To do » Turn the lines of the records below into a Markdown table with columns Row and Line, leaving out blank lines and pictures. Begin at the line that has "This quickstart shows" and stop after the line that has "[[55, 112], [88, 62], [59, 31], [10, 72]]".

Information shown »
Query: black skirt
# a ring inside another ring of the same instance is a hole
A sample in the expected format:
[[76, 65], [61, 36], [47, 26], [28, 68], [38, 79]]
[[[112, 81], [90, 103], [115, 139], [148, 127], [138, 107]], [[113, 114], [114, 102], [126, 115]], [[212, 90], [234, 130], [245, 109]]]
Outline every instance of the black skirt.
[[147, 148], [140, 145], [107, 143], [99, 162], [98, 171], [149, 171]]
--
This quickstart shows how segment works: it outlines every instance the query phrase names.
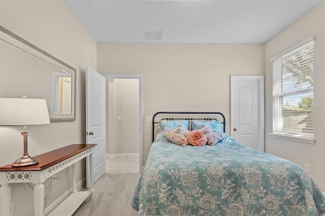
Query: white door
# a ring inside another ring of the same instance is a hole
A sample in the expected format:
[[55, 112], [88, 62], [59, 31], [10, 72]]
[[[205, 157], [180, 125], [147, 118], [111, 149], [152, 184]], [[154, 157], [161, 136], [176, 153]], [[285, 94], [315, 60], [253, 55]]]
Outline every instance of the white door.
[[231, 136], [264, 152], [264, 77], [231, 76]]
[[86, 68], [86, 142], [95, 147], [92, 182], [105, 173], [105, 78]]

Final result »
| Row | Line |
|---|---|
| 1 | This quickstart shows how segment works: it outlines every instance the query phrase names. |
| 2 | Query: white door |
| 3 | # a ring inside another ring of the same instance is a hole |
| 4 | A sample in the expected format: |
| 5 | [[55, 112], [88, 62], [59, 31], [10, 72]] |